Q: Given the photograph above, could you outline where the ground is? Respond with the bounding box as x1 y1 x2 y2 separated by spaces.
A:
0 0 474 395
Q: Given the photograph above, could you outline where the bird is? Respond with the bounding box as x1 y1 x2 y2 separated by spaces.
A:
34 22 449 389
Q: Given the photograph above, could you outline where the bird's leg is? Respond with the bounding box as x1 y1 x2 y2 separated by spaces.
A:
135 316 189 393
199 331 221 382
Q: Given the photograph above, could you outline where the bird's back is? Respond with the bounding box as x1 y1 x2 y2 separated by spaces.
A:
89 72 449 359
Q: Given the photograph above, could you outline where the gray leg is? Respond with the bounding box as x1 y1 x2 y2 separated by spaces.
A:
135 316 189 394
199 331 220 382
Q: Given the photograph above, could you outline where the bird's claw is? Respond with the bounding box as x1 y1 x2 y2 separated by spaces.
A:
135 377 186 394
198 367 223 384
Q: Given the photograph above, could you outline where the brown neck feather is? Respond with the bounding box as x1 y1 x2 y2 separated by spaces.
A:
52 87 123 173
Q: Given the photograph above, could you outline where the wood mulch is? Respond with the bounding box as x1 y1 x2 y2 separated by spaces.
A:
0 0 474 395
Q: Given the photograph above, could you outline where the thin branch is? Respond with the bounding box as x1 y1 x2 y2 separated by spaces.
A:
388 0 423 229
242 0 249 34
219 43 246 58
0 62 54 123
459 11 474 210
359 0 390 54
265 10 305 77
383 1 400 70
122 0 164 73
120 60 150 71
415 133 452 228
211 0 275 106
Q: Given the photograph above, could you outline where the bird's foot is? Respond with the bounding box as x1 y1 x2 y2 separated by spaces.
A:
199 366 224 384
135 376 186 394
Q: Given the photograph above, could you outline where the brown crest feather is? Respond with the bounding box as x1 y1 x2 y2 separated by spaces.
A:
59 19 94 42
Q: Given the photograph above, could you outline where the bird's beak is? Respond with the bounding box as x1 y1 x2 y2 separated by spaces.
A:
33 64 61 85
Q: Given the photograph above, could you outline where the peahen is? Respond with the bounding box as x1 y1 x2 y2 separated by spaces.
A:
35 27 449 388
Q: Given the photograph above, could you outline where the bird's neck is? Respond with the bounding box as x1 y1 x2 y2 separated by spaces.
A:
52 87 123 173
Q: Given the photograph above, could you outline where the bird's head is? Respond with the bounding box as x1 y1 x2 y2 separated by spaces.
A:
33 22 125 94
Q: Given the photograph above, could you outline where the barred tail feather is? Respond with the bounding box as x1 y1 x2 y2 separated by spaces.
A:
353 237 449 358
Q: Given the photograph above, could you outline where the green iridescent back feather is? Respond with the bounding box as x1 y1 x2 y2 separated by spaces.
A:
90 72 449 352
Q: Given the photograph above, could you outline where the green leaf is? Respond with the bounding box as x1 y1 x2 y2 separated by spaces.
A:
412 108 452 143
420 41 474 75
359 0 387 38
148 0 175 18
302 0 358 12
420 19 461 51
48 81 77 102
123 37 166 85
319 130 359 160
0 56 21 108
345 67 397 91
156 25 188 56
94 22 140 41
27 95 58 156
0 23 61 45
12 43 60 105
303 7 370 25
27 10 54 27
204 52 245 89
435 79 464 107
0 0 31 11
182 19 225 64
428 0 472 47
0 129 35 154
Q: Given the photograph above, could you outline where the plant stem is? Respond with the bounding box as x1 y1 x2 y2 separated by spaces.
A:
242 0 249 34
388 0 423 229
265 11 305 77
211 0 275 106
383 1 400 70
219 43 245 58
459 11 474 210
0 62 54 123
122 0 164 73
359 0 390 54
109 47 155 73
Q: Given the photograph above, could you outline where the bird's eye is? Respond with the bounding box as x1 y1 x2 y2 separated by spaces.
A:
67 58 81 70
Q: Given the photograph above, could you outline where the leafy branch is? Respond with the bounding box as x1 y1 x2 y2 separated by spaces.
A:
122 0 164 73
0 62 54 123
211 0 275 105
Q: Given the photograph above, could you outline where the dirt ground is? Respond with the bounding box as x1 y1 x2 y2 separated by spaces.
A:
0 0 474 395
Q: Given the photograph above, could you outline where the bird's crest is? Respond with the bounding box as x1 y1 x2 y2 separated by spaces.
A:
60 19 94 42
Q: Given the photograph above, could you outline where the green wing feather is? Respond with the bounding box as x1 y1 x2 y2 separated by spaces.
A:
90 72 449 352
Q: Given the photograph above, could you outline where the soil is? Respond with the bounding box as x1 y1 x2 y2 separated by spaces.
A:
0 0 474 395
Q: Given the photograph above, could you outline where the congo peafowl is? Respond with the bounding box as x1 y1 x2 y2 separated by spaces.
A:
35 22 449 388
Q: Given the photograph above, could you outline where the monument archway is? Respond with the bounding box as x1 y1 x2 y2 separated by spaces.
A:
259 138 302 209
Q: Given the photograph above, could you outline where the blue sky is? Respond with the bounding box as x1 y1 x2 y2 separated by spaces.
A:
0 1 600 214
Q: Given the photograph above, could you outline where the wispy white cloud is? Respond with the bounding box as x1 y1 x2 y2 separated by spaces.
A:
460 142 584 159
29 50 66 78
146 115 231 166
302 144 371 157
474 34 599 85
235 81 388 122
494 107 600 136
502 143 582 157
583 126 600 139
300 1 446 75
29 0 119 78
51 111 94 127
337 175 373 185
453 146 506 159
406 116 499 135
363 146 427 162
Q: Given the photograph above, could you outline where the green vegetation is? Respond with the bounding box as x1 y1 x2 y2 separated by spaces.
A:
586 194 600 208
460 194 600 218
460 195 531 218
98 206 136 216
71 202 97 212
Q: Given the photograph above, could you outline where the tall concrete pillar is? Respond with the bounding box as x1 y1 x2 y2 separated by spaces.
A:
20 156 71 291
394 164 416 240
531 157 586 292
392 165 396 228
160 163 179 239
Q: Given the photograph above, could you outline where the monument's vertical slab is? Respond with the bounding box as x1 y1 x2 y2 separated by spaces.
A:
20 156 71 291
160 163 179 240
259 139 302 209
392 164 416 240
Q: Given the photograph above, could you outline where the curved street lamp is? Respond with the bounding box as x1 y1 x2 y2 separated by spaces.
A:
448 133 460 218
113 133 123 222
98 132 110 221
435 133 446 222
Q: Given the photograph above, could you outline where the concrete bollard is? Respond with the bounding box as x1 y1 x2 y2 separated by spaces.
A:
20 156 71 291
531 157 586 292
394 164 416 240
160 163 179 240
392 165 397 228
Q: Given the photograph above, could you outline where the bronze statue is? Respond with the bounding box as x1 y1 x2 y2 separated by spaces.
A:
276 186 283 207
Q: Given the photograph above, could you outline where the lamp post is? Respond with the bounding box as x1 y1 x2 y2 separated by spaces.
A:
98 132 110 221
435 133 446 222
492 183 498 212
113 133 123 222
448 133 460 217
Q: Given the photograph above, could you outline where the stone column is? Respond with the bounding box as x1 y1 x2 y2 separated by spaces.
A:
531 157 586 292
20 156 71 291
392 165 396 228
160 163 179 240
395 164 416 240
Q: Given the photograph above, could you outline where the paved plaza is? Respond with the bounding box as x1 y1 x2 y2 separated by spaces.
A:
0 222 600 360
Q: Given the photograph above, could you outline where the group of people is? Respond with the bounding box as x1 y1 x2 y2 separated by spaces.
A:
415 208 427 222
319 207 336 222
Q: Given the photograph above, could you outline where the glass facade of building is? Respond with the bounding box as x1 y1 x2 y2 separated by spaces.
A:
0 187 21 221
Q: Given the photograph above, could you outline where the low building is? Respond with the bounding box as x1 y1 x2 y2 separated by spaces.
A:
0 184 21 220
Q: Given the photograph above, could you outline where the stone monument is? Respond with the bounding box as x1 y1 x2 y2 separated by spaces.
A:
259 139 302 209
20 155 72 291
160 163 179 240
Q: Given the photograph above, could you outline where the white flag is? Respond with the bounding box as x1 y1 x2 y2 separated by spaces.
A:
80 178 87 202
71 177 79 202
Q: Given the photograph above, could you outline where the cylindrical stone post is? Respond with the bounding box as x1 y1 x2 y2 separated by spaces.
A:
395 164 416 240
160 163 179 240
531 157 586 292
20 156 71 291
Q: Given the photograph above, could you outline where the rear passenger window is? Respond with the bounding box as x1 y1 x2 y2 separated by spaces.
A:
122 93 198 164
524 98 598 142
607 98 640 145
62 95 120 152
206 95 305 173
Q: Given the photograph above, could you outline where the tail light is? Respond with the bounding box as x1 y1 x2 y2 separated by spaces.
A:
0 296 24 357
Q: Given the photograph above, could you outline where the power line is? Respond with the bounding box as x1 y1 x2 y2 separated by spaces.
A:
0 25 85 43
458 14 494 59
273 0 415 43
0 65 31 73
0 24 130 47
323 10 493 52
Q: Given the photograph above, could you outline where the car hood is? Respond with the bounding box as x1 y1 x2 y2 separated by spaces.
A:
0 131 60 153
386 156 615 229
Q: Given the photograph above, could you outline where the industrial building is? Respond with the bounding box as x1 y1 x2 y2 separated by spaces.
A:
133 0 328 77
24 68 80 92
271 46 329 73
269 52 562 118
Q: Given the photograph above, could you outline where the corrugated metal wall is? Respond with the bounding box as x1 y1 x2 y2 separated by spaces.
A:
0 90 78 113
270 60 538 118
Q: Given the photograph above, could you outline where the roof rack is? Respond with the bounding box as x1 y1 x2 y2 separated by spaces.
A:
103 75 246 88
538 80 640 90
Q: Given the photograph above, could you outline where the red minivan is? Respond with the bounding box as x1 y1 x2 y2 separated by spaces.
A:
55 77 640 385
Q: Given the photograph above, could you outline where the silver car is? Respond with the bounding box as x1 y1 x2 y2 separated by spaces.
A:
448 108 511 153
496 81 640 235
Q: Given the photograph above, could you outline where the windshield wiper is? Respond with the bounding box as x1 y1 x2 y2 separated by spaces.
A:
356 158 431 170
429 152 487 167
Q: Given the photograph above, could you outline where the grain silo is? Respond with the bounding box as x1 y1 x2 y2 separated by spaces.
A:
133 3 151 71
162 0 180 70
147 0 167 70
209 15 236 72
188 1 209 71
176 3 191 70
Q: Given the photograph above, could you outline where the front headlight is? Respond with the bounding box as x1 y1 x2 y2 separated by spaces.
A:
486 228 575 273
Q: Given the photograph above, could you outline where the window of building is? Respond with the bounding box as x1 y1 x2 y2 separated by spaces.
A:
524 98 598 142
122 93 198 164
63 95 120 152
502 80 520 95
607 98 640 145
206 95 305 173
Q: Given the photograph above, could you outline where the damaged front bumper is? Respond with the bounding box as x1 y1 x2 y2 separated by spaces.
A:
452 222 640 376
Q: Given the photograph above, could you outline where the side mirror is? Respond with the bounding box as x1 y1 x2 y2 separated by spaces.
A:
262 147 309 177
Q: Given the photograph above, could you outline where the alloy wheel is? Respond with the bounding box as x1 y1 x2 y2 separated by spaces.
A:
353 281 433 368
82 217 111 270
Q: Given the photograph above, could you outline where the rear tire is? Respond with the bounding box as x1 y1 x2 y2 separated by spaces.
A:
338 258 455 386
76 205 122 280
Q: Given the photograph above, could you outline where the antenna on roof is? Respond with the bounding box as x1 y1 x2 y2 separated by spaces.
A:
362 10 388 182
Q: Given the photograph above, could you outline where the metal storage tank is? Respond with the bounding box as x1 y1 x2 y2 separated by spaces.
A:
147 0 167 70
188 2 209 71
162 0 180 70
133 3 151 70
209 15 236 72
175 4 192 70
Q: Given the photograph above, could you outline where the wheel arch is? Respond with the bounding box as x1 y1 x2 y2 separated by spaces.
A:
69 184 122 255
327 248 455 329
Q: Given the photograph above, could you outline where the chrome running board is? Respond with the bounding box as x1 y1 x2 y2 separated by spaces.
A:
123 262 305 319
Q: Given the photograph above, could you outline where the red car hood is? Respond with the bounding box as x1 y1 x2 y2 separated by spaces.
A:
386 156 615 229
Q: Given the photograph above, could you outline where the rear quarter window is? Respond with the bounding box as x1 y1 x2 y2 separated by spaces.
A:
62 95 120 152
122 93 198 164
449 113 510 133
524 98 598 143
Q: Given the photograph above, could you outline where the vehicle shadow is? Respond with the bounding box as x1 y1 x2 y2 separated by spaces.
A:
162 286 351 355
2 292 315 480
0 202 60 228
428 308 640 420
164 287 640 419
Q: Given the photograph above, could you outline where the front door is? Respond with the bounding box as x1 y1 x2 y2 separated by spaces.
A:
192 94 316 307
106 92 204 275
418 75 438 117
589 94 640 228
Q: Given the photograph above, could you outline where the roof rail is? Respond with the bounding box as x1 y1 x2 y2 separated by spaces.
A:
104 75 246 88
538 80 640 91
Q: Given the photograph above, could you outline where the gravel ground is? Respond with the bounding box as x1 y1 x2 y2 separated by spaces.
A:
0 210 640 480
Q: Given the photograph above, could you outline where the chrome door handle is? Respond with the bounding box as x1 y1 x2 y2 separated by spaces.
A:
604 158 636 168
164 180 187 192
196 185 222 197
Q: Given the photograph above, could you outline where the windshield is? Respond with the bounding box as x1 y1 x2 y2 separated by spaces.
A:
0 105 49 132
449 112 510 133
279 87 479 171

## TASK DIRECTIONS
Render the records as a JSON list of strings, one string per line with blank lines omitted, starting at the first line of the records and ending with the line that contains "199 331 220 382", both ends included.

## WRITTEN SOLUTION
[
  "Q: Given the photograph above, could you outline where the ground is? Respond with the bounding box as x1 y1 x2 y2 separated by spaces.",
  "A:",
  "0 0 474 395",
  "Q: Given the photograph above, could you outline where the bird is? Respond with the bounding box as x1 y1 x2 y2 separated by spaces.",
  "A:",
  "34 22 449 389",
  "Q: Given the photograph above, could you outline where the bird's leg is? Respond with the bounding box as x1 y1 x2 y2 separated by spaces.",
  "A:",
  "135 316 189 393",
  "199 331 221 382",
  "Q: Given the photograph above, could you outline where the bird's back is? Respond with the bounding box as x1 y1 x2 y2 separated by spaces.",
  "A:",
  "89 72 449 359",
  "Q: Given the photograph above, could you outline where the gray leg is? Respond with the bounding box as x1 y1 x2 y2 separated by spaces.",
  "A:",
  "135 316 189 394",
  "199 331 220 382"
]